***** Task data *****
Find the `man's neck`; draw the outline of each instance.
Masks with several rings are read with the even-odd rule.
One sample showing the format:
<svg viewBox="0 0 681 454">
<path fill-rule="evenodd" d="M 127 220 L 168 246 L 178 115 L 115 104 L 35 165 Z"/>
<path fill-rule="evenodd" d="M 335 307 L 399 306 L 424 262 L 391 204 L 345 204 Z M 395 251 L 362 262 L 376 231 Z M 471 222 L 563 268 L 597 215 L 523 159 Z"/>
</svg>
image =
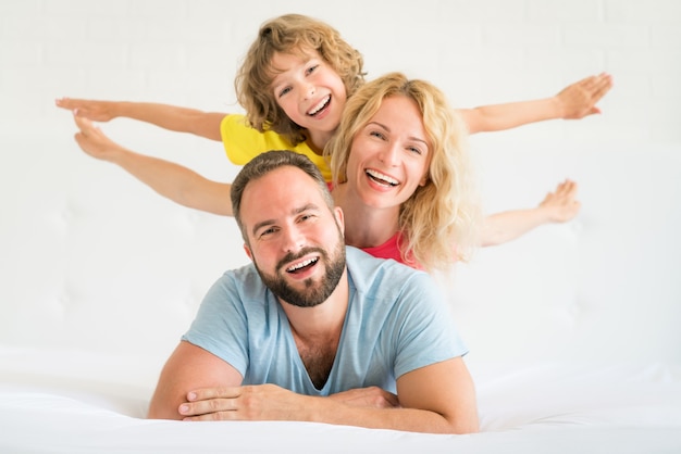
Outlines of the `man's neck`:
<svg viewBox="0 0 681 454">
<path fill-rule="evenodd" d="M 298 354 L 317 389 L 329 379 L 348 308 L 347 269 L 331 297 L 314 307 L 282 303 Z"/>
</svg>

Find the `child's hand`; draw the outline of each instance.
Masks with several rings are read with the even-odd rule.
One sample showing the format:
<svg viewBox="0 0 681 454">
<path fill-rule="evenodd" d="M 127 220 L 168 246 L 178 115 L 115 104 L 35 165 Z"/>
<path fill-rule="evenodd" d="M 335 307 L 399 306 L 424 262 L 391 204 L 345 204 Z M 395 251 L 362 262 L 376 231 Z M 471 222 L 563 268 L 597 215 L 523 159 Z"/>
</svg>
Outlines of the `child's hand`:
<svg viewBox="0 0 681 454">
<path fill-rule="evenodd" d="M 549 222 L 566 223 L 579 213 L 582 204 L 574 200 L 577 197 L 577 182 L 569 179 L 559 184 L 556 191 L 546 194 L 540 209 L 545 210 Z"/>
<path fill-rule="evenodd" d="M 89 101 L 86 99 L 60 98 L 54 104 L 61 109 L 67 109 L 74 115 L 91 119 L 94 122 L 108 122 L 114 118 L 113 102 L 111 101 Z"/>
</svg>

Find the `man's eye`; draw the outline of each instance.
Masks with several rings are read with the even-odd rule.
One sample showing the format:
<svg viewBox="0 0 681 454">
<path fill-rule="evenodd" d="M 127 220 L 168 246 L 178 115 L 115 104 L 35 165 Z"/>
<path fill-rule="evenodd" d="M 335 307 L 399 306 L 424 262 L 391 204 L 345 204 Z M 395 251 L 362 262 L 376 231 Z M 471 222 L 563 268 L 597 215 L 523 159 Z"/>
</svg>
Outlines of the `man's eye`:
<svg viewBox="0 0 681 454">
<path fill-rule="evenodd" d="M 260 232 L 260 237 L 261 237 L 261 238 L 262 238 L 262 237 L 267 237 L 268 235 L 272 235 L 272 234 L 274 234 L 275 231 L 276 231 L 276 229 L 275 229 L 274 227 L 272 227 L 272 228 L 268 228 L 268 229 L 262 230 L 262 231 Z"/>
</svg>

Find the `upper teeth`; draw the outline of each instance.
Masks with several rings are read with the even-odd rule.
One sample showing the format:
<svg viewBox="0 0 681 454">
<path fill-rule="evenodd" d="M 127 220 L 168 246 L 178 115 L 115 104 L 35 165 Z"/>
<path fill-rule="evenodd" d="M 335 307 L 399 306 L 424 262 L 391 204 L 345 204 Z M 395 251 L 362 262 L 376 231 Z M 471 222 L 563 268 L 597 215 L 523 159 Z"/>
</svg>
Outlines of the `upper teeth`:
<svg viewBox="0 0 681 454">
<path fill-rule="evenodd" d="M 376 171 L 373 171 L 371 168 L 368 168 L 367 173 L 369 175 L 371 175 L 372 177 L 377 178 L 377 179 L 382 179 L 383 181 L 385 181 L 385 182 L 387 182 L 387 184 L 389 184 L 392 186 L 399 185 L 399 181 L 397 181 L 395 178 L 388 177 L 387 175 L 382 174 L 382 173 L 376 172 Z"/>
<path fill-rule="evenodd" d="M 323 100 L 321 100 L 315 106 L 313 106 L 312 109 L 310 109 L 310 111 L 308 112 L 308 115 L 314 115 L 315 113 L 318 113 L 319 111 L 321 111 L 324 105 L 326 105 L 326 103 L 329 102 L 329 100 L 331 99 L 331 94 L 326 96 Z"/>
<path fill-rule="evenodd" d="M 292 266 L 290 268 L 287 268 L 286 270 L 287 272 L 295 272 L 296 269 L 304 268 L 304 267 L 306 267 L 309 264 L 314 263 L 314 262 L 317 262 L 317 257 L 315 258 L 308 258 L 306 261 L 302 261 L 302 262 L 298 263 L 297 265 Z"/>
</svg>

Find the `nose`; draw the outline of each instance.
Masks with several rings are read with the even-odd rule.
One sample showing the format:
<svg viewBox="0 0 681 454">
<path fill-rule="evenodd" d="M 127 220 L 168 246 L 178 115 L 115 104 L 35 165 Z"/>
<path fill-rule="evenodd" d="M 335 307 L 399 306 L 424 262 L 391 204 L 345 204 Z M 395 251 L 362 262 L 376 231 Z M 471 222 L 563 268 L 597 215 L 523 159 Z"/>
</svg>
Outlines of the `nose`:
<svg viewBox="0 0 681 454">
<path fill-rule="evenodd" d="M 306 237 L 297 225 L 289 225 L 282 231 L 282 250 L 296 253 L 305 247 Z"/>
<path fill-rule="evenodd" d="M 310 98 L 314 97 L 314 92 L 315 91 L 317 91 L 317 88 L 312 84 L 308 84 L 307 87 L 305 87 L 305 90 L 304 90 L 305 99 L 310 99 Z"/>
</svg>

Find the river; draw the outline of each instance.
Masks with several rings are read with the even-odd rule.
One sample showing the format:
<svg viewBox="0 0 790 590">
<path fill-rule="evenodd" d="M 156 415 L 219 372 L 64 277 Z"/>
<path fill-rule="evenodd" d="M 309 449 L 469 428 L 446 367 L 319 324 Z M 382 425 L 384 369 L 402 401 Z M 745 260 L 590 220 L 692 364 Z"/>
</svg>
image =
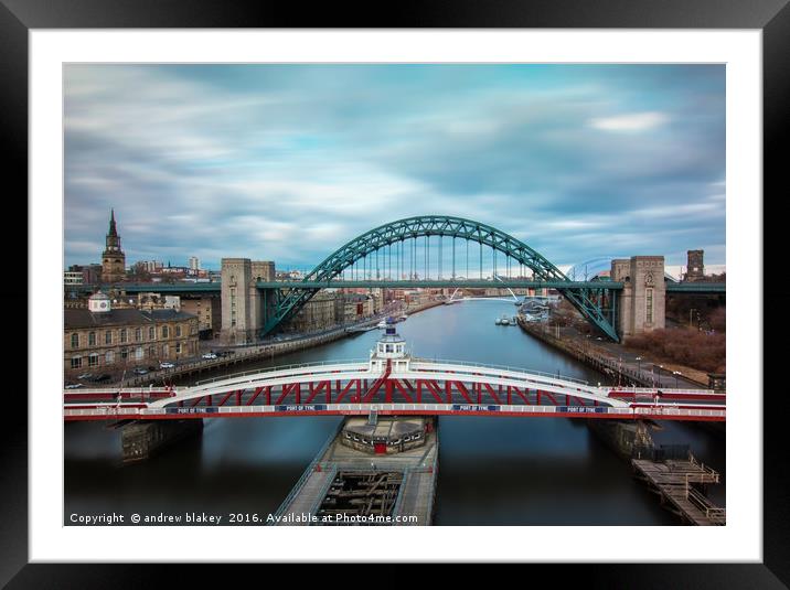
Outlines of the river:
<svg viewBox="0 0 790 590">
<path fill-rule="evenodd" d="M 417 356 L 520 366 L 604 382 L 604 376 L 516 326 L 504 301 L 440 305 L 397 324 Z M 381 332 L 250 363 L 282 365 L 367 357 Z M 234 371 L 242 371 L 238 366 Z M 211 375 L 202 375 L 207 378 Z M 70 515 L 255 513 L 277 509 L 334 430 L 338 417 L 207 419 L 202 437 L 138 464 L 122 464 L 120 432 L 65 425 L 65 524 Z M 690 444 L 722 473 L 709 496 L 725 506 L 725 439 L 701 426 L 662 422 L 660 443 Z M 673 525 L 675 517 L 631 476 L 630 465 L 584 420 L 441 417 L 436 525 Z"/>
</svg>

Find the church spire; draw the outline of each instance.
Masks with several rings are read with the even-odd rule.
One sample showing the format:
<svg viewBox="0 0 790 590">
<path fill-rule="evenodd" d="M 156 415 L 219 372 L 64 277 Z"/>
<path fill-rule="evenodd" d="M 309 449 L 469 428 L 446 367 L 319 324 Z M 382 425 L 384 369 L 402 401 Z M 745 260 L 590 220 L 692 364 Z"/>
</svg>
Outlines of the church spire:
<svg viewBox="0 0 790 590">
<path fill-rule="evenodd" d="M 118 232 L 115 228 L 115 208 L 109 210 L 109 235 L 117 236 Z"/>
</svg>

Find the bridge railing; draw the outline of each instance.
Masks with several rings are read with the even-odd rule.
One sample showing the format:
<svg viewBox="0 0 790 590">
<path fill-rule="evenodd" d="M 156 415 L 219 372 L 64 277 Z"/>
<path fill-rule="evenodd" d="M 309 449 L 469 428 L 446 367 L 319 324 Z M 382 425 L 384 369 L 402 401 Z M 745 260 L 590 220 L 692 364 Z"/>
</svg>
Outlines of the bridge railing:
<svg viewBox="0 0 790 590">
<path fill-rule="evenodd" d="M 462 406 L 466 406 L 467 404 L 462 404 Z M 309 405 L 308 405 L 309 406 Z M 327 412 L 327 414 L 333 414 L 333 412 L 341 412 L 344 415 L 354 415 L 360 414 L 364 415 L 370 412 L 372 404 L 328 404 L 328 405 L 321 405 L 323 408 L 321 409 L 311 409 L 306 406 L 306 411 L 317 411 L 317 412 Z M 376 409 L 380 411 L 392 411 L 392 412 L 449 412 L 452 414 L 455 411 L 463 412 L 463 409 L 457 409 L 455 408 L 453 404 L 375 404 Z M 476 411 L 476 408 L 479 408 L 481 411 L 480 415 L 485 416 L 497 416 L 498 414 L 543 414 L 543 415 L 552 415 L 552 414 L 574 414 L 578 416 L 585 416 L 585 415 L 615 415 L 618 417 L 621 416 L 630 416 L 633 418 L 637 418 L 639 416 L 647 416 L 652 418 L 661 419 L 661 417 L 664 417 L 666 419 L 672 419 L 672 417 L 685 417 L 686 419 L 690 418 L 700 418 L 700 419 L 717 419 L 722 418 L 724 419 L 726 417 L 726 408 L 724 406 L 711 406 L 709 408 L 684 408 L 684 407 L 676 407 L 671 405 L 658 405 L 658 406 L 644 406 L 644 407 L 636 407 L 636 408 L 624 408 L 624 407 L 591 407 L 591 406 L 532 406 L 532 405 L 516 405 L 516 406 L 508 406 L 508 405 L 491 405 L 491 404 L 469 404 L 471 411 Z M 495 409 L 491 409 L 495 408 Z M 171 408 L 172 409 L 172 408 Z M 118 407 L 113 405 L 105 405 L 102 407 L 96 408 L 64 408 L 64 417 L 97 417 L 97 416 L 107 416 L 109 418 L 114 418 L 116 416 L 129 416 L 129 417 L 137 417 L 145 419 L 147 416 L 162 416 L 166 414 L 172 414 L 173 419 L 179 419 L 179 416 L 183 416 L 184 414 L 189 415 L 201 415 L 205 418 L 211 417 L 217 417 L 222 415 L 245 415 L 250 412 L 256 414 L 278 414 L 278 408 L 275 405 L 271 406 L 222 406 L 217 408 L 182 408 L 188 411 L 185 412 L 171 412 L 168 410 L 168 408 L 139 408 L 139 407 Z M 209 410 L 212 411 L 201 411 L 201 410 Z M 584 411 L 581 411 L 584 410 Z M 299 412 L 293 411 L 293 416 L 299 415 Z M 325 450 L 325 449 L 324 449 Z M 320 457 L 319 453 L 317 457 Z M 314 468 L 314 464 L 312 464 Z"/>
<path fill-rule="evenodd" d="M 482 363 L 472 363 L 470 361 L 455 361 L 451 358 L 423 358 L 423 357 L 414 357 L 412 358 L 415 363 L 437 363 L 437 364 L 445 364 L 445 365 L 461 365 L 461 366 L 468 366 L 473 368 L 494 368 L 499 371 L 509 371 L 511 373 L 529 373 L 530 375 L 537 375 L 541 377 L 547 377 L 551 379 L 556 380 L 565 380 L 565 382 L 572 382 L 572 383 L 578 383 L 579 385 L 590 385 L 589 382 L 584 379 L 577 379 L 576 377 L 568 377 L 566 375 L 559 375 L 557 373 L 545 373 L 543 371 L 533 371 L 526 367 L 514 367 L 510 365 L 489 365 L 489 364 L 482 364 Z"/>
<path fill-rule="evenodd" d="M 212 377 L 211 379 L 203 379 L 195 382 L 195 386 L 199 385 L 207 385 L 210 383 L 217 383 L 217 382 L 224 382 L 228 379 L 238 379 L 242 377 L 248 377 L 250 375 L 260 375 L 264 373 L 276 373 L 278 371 L 293 371 L 297 368 L 311 368 L 311 367 L 320 367 L 320 366 L 328 366 L 328 365 L 351 365 L 351 364 L 367 364 L 370 362 L 370 358 L 341 358 L 341 360 L 333 360 L 333 361 L 314 361 L 312 363 L 295 363 L 290 365 L 277 365 L 274 367 L 264 367 L 264 368 L 254 368 L 250 371 L 244 371 L 241 373 L 232 373 L 231 375 L 222 375 L 220 377 Z"/>
</svg>

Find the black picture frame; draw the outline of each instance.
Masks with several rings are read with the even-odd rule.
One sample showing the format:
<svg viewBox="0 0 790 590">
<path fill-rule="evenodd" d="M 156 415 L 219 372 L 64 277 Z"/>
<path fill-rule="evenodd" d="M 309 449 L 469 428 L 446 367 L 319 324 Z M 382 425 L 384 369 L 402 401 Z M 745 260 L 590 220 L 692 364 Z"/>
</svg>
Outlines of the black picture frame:
<svg viewBox="0 0 790 590">
<path fill-rule="evenodd" d="M 0 0 L 0 121 L 6 169 L 6 199 L 21 203 L 28 191 L 28 32 L 31 29 L 115 28 L 552 28 L 552 29 L 757 29 L 764 46 L 764 199 L 776 203 L 787 168 L 781 148 L 790 143 L 790 0 L 441 0 L 399 1 L 386 10 L 381 4 L 316 3 L 307 7 L 271 1 L 222 0 Z M 733 148 L 733 147 L 729 147 Z M 737 149 L 737 147 L 733 148 Z M 9 183 L 9 180 L 11 183 Z M 780 187 L 781 186 L 781 187 Z M 12 189 L 13 187 L 13 189 Z M 755 195 L 755 206 L 760 205 Z M 22 208 L 21 211 L 25 211 Z M 779 212 L 777 212 L 779 214 Z M 24 215 L 26 213 L 18 213 Z M 764 211 L 765 215 L 765 211 Z M 781 214 L 779 214 L 781 215 Z M 779 216 L 765 218 L 780 219 Z M 779 222 L 777 222 L 779 223 Z M 22 224 L 17 224 L 21 226 Z M 764 236 L 781 236 L 781 230 Z M 17 238 L 17 244 L 21 242 Z M 8 244 L 8 242 L 7 242 Z M 778 261 L 780 247 L 764 247 Z M 756 268 L 780 268 L 755 261 Z M 26 271 L 25 271 L 26 272 Z M 26 279 L 26 275 L 25 275 Z M 14 281 L 3 293 L 7 309 L 26 303 L 26 292 Z M 764 283 L 765 285 L 765 283 Z M 765 309 L 781 310 L 787 297 L 777 287 L 764 297 Z M 779 314 L 781 315 L 781 314 Z M 786 322 L 777 318 L 772 330 Z M 762 318 L 755 318 L 762 323 Z M 778 325 L 777 325 L 778 324 Z M 26 325 L 19 334 L 26 334 Z M 759 343 L 757 343 L 759 344 Z M 781 366 L 781 347 L 764 342 L 766 369 Z M 7 344 L 8 346 L 8 344 Z M 20 357 L 20 343 L 8 354 Z M 776 371 L 776 369 L 772 369 Z M 772 373 L 771 373 L 772 374 Z M 766 377 L 768 373 L 766 373 Z M 790 584 L 790 503 L 784 469 L 787 447 L 782 416 L 787 394 L 764 389 L 764 561 L 761 564 L 604 564 L 534 566 L 566 583 L 605 588 L 788 588 Z M 18 388 L 18 386 L 15 386 Z M 30 391 L 29 391 L 30 394 Z M 6 395 L 0 428 L 0 582 L 8 588 L 122 588 L 164 584 L 162 576 L 177 573 L 181 586 L 190 577 L 203 577 L 203 568 L 152 565 L 31 565 L 28 564 L 28 404 L 23 396 Z M 737 443 L 737 439 L 735 440 Z M 650 543 L 649 536 L 643 539 Z M 301 555 L 310 559 L 310 555 Z M 318 556 L 316 556 L 318 557 Z M 562 555 L 558 555 L 562 558 Z M 612 561 L 617 561 L 616 548 Z M 271 567 L 271 566 L 266 566 Z M 391 568 L 386 568 L 391 569 Z M 540 578 L 536 578 L 540 579 Z"/>
</svg>

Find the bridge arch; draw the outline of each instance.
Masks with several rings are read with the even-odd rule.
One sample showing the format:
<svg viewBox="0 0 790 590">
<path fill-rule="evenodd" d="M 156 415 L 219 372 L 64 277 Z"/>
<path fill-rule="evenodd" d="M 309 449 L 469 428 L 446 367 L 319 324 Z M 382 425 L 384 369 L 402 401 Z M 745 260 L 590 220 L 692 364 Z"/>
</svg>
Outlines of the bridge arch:
<svg viewBox="0 0 790 590">
<path fill-rule="evenodd" d="M 612 323 L 590 297 L 589 289 L 573 287 L 572 281 L 556 266 L 520 239 L 490 225 L 462 217 L 421 215 L 375 227 L 330 254 L 305 277 L 303 281 L 332 281 L 357 260 L 364 259 L 382 248 L 407 239 L 430 238 L 431 236 L 478 243 L 481 248 L 485 246 L 494 251 L 500 251 L 506 258 L 530 268 L 538 281 L 568 282 L 567 288 L 558 288 L 558 291 L 588 321 L 601 329 L 612 340 L 619 341 Z M 462 285 L 462 281 L 459 281 L 458 285 Z M 263 334 L 276 330 L 284 321 L 292 318 L 319 290 L 314 287 L 289 289 L 266 321 Z"/>
</svg>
*****
Could you give again exactly the lines from the line containing "Find the bridge arch;" through the final line of the data above, and no others?

(Expected output):
Find the bridge arch; draw the outline of each instance.
Masks with several rings are read with the even-odd rule.
One sample showing the format:
<svg viewBox="0 0 790 590">
<path fill-rule="evenodd" d="M 156 415 L 219 372 L 64 277 Z"/>
<path fill-rule="evenodd" d="M 309 449 L 469 428 L 446 367 L 319 324 Z M 382 425 L 384 369 L 402 401 Z M 745 260 L 590 220 L 692 364 Z"/>
</svg>
Outlines of the bridge arch:
<svg viewBox="0 0 790 590">
<path fill-rule="evenodd" d="M 612 323 L 590 297 L 589 289 L 573 287 L 572 281 L 556 266 L 520 239 L 490 225 L 462 217 L 421 215 L 375 227 L 330 254 L 305 277 L 303 281 L 332 281 L 357 260 L 364 259 L 382 248 L 407 239 L 430 238 L 431 236 L 478 243 L 481 248 L 485 246 L 494 251 L 500 251 L 506 258 L 530 268 L 538 281 L 568 282 L 567 288 L 558 288 L 558 291 L 588 321 L 601 329 L 612 340 L 619 341 Z M 462 285 L 462 281 L 459 281 L 458 285 Z M 263 334 L 276 330 L 284 321 L 292 318 L 319 290 L 314 287 L 289 289 L 266 321 Z"/>
</svg>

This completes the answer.